** START OF Passage **

Paper III — LLLV: The Retrieval Atom
Verifiable Memory for Accountable Agents
Normative keywords per RFC 2119/8174 (MUST/SHOULD/MAY) apply.
The Story
January 2025. A legal AI assistant. A malpractice lawsuit.
The AI had recommended a specific legal strategy based on "relevant case law." The case was lost. The client sued. In discovery, the question arose: why did the AI retrieve those specific cases?
The vendor's answer: "The vector search returned them as most relevant."
The lawyer's follow-up: "Prove it."
Silence. The retrieval system was a black box. No one could explain why those three cases were returned instead of the four that would have won the case. No one could prove the index hadn't been tampered with. No one could reconstruct the decision.
$4.2 million settlement. The AI couldn't explain its own memory.
Now imagine a different architecture.
Every retrieval returns an evidence chain:
{
"type": "LLLV_TOPK_EVIDENCE_V1",
"query_cid": "b3:7f3a9b2c...",
"index_pack_cid": "b3:4d5e6f7a...",
"results": [
{
"id": "case:smith_v_jones_2019",
"dist": 0.1831,
"proof": {
"block": "POSTINGS",
"merkle_path": ["b3:a1b2c3...", "b3:d4e5f6..."]
}
}
],
"stats": {
"algo": "hnsw",
"params_cid": "b3:8f9a0b1c...",
"visited": 812
},
"signature": "ed25519:responder_key"
}
This evidence can be verified offline, years later, by anyone with the pack file. The proof is cryptographic. The explanation is deterministic.
The lawsuit becomes a hash comparison.
This is LLLV.
I. The Problem
Modern retrieval systems are black boxes. They return results without explanation. They claim relevance without proof. They mutate state without receipts.

** END OF Passage **
** START OF Record set **

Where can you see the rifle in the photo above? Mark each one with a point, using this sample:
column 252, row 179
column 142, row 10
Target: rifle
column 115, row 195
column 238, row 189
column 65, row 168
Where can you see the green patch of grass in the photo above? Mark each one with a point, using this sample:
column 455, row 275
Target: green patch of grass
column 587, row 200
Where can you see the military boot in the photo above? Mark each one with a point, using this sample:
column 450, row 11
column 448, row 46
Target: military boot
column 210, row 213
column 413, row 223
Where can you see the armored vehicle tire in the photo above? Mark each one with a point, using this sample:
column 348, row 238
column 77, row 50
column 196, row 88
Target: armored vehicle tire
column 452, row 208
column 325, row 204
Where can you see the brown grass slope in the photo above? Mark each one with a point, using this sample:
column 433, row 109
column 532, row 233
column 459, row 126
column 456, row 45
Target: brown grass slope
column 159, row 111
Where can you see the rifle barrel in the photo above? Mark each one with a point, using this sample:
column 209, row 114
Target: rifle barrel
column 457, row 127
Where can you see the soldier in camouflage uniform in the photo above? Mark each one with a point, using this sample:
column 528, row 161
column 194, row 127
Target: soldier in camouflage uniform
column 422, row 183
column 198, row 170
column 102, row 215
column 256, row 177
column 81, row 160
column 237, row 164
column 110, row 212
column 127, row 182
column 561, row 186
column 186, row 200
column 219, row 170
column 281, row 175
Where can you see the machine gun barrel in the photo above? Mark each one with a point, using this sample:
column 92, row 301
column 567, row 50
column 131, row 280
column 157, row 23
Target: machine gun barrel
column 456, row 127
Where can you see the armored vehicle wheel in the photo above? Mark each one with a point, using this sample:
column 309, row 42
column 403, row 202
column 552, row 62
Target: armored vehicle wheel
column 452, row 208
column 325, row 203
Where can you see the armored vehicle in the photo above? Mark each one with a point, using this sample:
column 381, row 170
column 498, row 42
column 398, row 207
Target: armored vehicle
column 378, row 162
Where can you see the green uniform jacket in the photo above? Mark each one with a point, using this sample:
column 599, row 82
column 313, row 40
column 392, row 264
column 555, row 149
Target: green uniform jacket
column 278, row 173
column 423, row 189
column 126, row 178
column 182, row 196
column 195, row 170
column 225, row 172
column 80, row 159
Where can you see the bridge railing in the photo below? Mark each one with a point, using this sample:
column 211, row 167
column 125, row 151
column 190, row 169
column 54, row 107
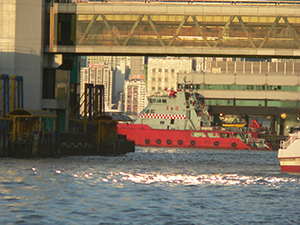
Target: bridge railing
column 236, row 2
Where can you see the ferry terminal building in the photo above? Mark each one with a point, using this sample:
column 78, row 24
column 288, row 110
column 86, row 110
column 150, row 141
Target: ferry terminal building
column 264, row 90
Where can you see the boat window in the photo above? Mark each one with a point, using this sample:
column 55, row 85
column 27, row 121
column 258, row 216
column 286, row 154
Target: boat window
column 213, row 135
column 225, row 135
column 198, row 134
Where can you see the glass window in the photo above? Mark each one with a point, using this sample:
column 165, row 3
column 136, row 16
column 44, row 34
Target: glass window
column 198, row 134
column 213, row 135
column 61, row 84
column 225, row 135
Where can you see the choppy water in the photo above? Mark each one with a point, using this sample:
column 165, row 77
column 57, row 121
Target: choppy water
column 150, row 186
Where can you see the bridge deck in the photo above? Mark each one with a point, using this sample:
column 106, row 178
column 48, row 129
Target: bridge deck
column 175, row 29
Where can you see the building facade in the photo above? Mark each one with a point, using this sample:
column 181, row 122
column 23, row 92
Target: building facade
column 97, row 76
column 251, row 88
column 135, row 98
column 162, row 73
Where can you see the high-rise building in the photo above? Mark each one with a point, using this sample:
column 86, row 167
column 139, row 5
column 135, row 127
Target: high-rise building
column 111, row 61
column 137, row 64
column 98, row 76
column 135, row 99
column 118, row 86
column 162, row 73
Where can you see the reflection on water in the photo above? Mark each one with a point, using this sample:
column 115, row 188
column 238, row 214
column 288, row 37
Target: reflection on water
column 150, row 186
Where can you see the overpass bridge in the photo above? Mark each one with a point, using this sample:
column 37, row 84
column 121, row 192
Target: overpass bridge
column 157, row 28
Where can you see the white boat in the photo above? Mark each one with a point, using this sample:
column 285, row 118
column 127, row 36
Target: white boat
column 289, row 153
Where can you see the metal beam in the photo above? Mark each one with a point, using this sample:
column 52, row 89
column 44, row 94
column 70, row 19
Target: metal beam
column 200, row 30
column 224, row 30
column 109, row 28
column 177, row 30
column 132, row 29
column 87, row 30
column 269, row 31
column 156, row 32
column 246, row 32
column 296, row 38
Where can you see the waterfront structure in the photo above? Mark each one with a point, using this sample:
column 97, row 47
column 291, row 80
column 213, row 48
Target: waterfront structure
column 135, row 99
column 118, row 87
column 162, row 73
column 112, row 61
column 137, row 64
column 262, row 88
column 100, row 75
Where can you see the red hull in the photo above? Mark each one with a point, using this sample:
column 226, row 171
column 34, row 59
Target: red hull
column 143, row 135
column 290, row 169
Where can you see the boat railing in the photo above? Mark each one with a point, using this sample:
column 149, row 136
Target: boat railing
column 233, row 129
column 285, row 143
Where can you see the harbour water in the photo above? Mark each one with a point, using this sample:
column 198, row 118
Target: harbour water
column 150, row 186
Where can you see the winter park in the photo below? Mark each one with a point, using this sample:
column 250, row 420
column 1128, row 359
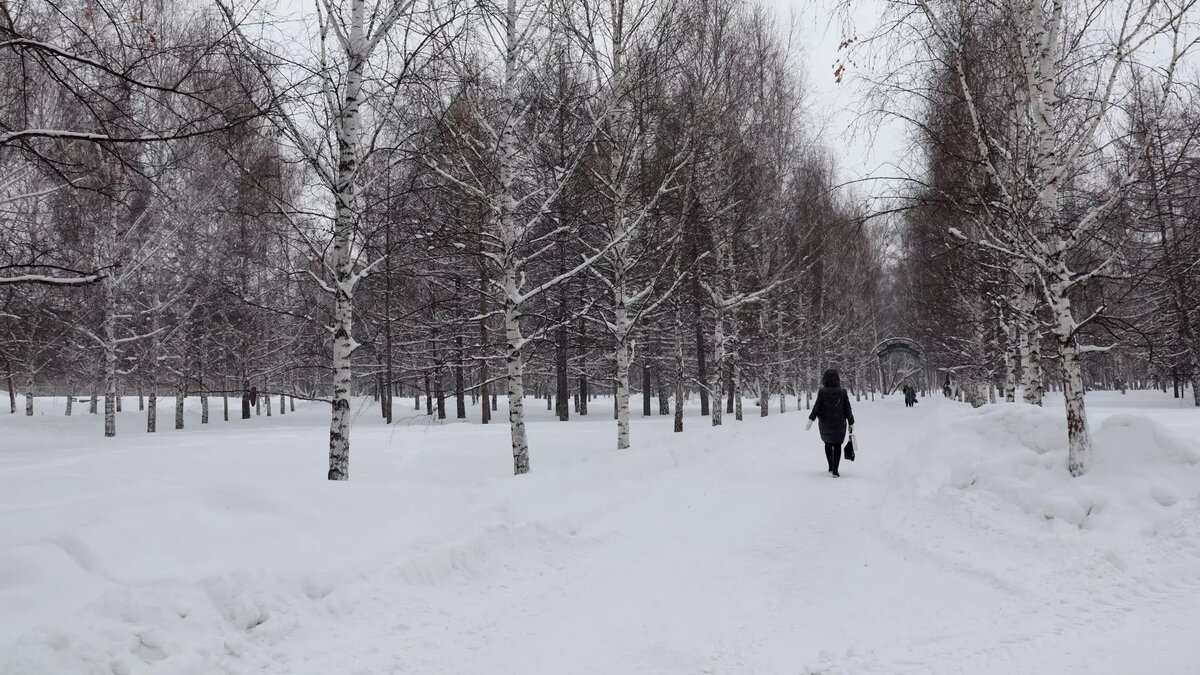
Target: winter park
column 605, row 336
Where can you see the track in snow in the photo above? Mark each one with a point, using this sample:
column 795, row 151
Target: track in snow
column 718, row 550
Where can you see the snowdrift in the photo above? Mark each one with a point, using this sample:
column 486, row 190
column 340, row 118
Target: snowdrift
column 1140, row 477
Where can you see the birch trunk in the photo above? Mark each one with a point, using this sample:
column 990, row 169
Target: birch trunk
column 180, row 396
column 12, row 390
column 1079, row 441
column 515, row 364
column 346, row 197
column 718, row 365
column 153, row 407
column 109, row 327
column 1030, row 344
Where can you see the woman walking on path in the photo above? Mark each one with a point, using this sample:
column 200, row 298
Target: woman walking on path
column 832, row 407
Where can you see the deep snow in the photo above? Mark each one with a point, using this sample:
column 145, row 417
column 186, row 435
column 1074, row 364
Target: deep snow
column 957, row 543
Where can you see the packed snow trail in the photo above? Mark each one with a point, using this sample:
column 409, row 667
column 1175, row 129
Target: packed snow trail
column 717, row 550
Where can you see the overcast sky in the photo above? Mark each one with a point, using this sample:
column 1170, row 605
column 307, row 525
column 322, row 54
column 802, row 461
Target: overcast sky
column 835, row 107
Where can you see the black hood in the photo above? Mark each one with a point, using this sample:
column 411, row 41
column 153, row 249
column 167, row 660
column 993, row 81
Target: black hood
column 832, row 378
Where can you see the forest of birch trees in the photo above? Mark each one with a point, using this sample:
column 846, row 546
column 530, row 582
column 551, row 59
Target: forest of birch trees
column 468, row 208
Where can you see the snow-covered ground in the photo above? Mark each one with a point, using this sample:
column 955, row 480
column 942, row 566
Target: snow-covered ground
column 957, row 543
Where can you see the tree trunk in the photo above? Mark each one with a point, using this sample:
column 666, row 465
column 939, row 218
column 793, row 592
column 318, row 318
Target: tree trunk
column 12, row 389
column 1078, row 437
column 245, row 399
column 180, row 396
column 109, row 294
column 646, row 389
column 1030, row 342
column 515, row 363
column 345, row 221
column 664, row 396
column 153, row 407
column 460, row 386
column 718, row 365
column 562, row 378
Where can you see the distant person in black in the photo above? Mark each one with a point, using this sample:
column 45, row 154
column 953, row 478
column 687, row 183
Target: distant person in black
column 832, row 407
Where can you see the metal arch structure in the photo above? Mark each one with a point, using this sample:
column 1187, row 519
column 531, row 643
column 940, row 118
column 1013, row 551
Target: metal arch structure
column 901, row 359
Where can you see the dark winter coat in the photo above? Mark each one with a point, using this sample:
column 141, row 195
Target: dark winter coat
column 832, row 408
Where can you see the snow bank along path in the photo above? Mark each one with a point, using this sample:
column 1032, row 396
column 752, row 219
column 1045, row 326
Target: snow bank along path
column 955, row 544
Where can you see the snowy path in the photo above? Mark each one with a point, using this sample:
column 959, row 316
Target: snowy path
column 718, row 550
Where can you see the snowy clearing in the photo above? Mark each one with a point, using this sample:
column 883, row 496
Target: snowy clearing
column 957, row 543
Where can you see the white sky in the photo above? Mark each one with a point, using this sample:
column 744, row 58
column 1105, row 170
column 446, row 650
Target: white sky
column 833, row 108
column 859, row 149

** END OF Record set **

Write what comes next in the LLLV paper on verifiable retrieval, picking up after its last sentence.

Exercise response:
When an agent retrieves information to make a decision:
- How do we know the retrieval was honest?
- How do we know the index wasn't tampered with?
- How do we reconstruct "why these results" after the fact?
- How do we audit memory at scale?
Vector search without verification is not infrastructure. It is faith.
II. The Thesis
Retrieval becomes infrastructure when answers are provable artifacts, not opaque guesses.
LLLV defines:
1. Vector Capsule — the atomic, content-addressed unit binding embedding to provenance
2. Index Pack — a portable, merkleized ANN index verifiable offline
3. Top-K Evidence — a proof bundle explaining why these K items were returned
4. Temporal Narrative — an append-only timeline turning time into evidence
When memory can be audited, it can be trusted.
III. Install It Now
# Add to your Rust project
cargo add lllv
# Or install the CLI
cargo install logline-cli
use lllv::{IndexPack, VectorCapsule, TopKEvidence, Query};
fn main() -> Result<(), lllv::Error> {
// Load a verifiable index pack
let pack = IndexPack::load("knowledge_base.lllv.idx")?;
// Verify pack integrity before using
pack.verify()?; // Checks all Merkle proofs
// Query with evidence
let query = Query::new("What is the statute of limitations?");
let (results, evidence) = pack.search_with_evidence(&query, 10)?;
// Evidence is verifiable offline
assert!(evidence.verify(&pack.manifest())?);
// Print results with provenance
for result in results {
println!(
"Doc: {} (distance: {:.4}, proof: {})",
result.id,
result.distance,
result.proof.merkle_root
);
}
Ok(())
}
IV. The Vector Capsule
The atomic unit of LLLV is the Vector Capsule: a signed, content-addressed envelope binding an embedding to its provenance.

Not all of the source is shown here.